● Selected passage:
<<<<

Principal component analysis (PCA) of the monthly C-CH4 emission rates and soil physic-chemical variables for growing season (A) and off-season (B). In 4 D, red correspond to October, green to November and blue to December; in E, light blue corresponds to May, purple to June, yellow to July, grey to August and black to September. Factor loadings of the variables and monthly scores on the first two principal component axes are shown.
A) Relationship between the observed and the predicted C-CH4 emission rate values (mg C-CH4 m-2 h-1) over the in-season by the GLMz averaged through an information theoretic approach (see Table 2 for more details). B-D) Partial residual plots for the most influencing variables in C-CH4 emission rate. Partial residual plots show the effect of a given independent variable on the response variable given that all other independent variables are also included in the model. Solid lines shows the linear regression and the dashed lines are the 95% confidence interval for the regression line.
The information-theoretic framework analyses provided predictive models of the effects of the analysed variables on C-CH4 emission rates (Table 2). When season (i.e. growing and fallow) was included as factor, the AICc-based model selection selected 10 plausible models (ΔAICc < 7) to explain the variability in C-CH4 emission rates. The most influencing variables were season, soil redox, soil temperature (Selection Probability = 1), and soil pH (SP = 0.97), all of them included in the best AICc model. Soil conductivity, plant cover and water level were also selected, but had a weakest relationship with C-CH4 emissions (see SP values in Table 2). The analysis of the model averaged coefficients showed that soil temperature, plant cover and water level were directly related to C-CH4 emission rate, in contrast to pH and redox that were inversely related to C-CH4 emission rate. Season had also a negative relationship with C-CH4 emission rate, thus indicating lower emissions rates over the growing season.
When both seasons were analysed separately (in-season and off-season models in Table 2), the correlation between predicted and observed values was significant, (Pearson's r = 0.81, P < 0.0001; and r = 0.85, P < 0.0001; for growing and fallow seasons, respectively), supporting the predictive ability of the models (Table 2, Figs 5 and 6), but contrasting patterns were found. While water level and plant cover (positively related), and soil redox (negatively related) were the most important variables in explaining differences in CH4 emissions rates over the growing season, in the fallow season the most important variables were soil temperature (directly related), water level (inversely related), and straw incorporation (see SP values in Table 2). Straw refers to the timing of rice straw incorporation, thus Straw 1, Straw 2 and Straw 3 indicates the two months after straw incorporation. Consequently, CH4 emissions rate was highest immediately after the rice straw incorporation, and declined over the following months (Fig 6), with Straw 2 showing similar C-CH4 emissions to Straw 0 (the sampling previous to rice straw addition). Water level was one of the most important variables over both growing and fallow seasons, but, interestingly, had opposite effects on CH4 emissions between seasons (Table 2, Figs 5 and 6). Among the remaining variables, soil conductivity, soil pH and air temperature were less influencing variables in explaining CH4 emission rate differences, and also showed different effects between seasons (see SP and β values in Table 2). Soil temperature and plant cover had also some minor effects in both in-season and off-season respectively.

>>>>

● To be done:
(1) In the passage on methane emissions, how many plausible models did the AICc-based selection pick when season was included as a factor?
(2) Reproduce the methane emissions passage from "A) Relationship between" to "the regression line.".
The lines that follow come from another source.

● Supplied data:
<<<<

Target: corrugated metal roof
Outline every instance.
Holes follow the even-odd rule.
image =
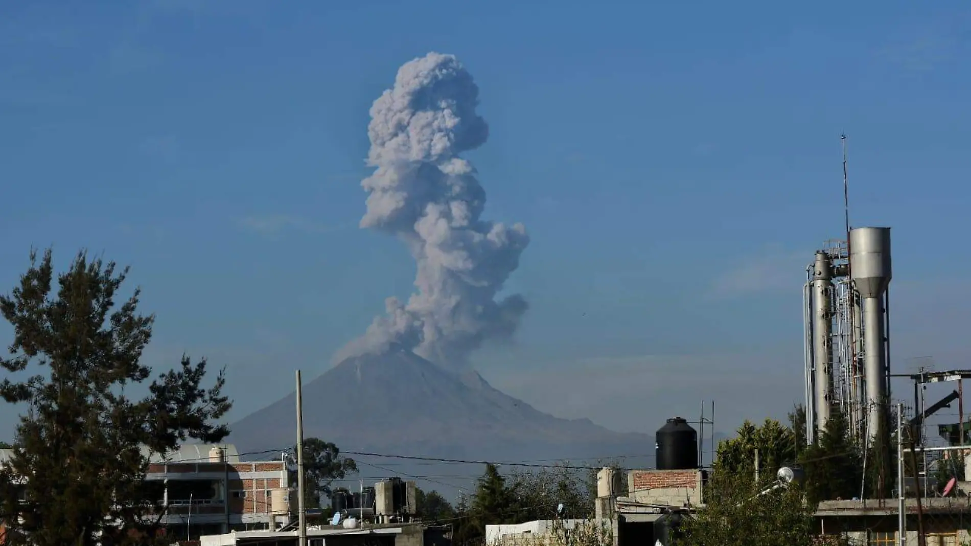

>>>>

● The solutions:
(1) 10 plausible models (ΔAICc < 7).

(2)
A) Relationship between the observed and the predicted C-CH4 emission rate values (mg C-CH4 m-2 h-1) over the in-season by the GLMz averaged through an information theoretic approach (see Table 2 for more details). B-D) Partial residual plots for the most influencing variables in C-CH4 emission rate. Partial residual plots show the effect of a given independent variable on the response variable given that all other independent variables are also included in the model. Solid lines shows the linear regression and the dashed lines are the 95% confidence interval for the regression line.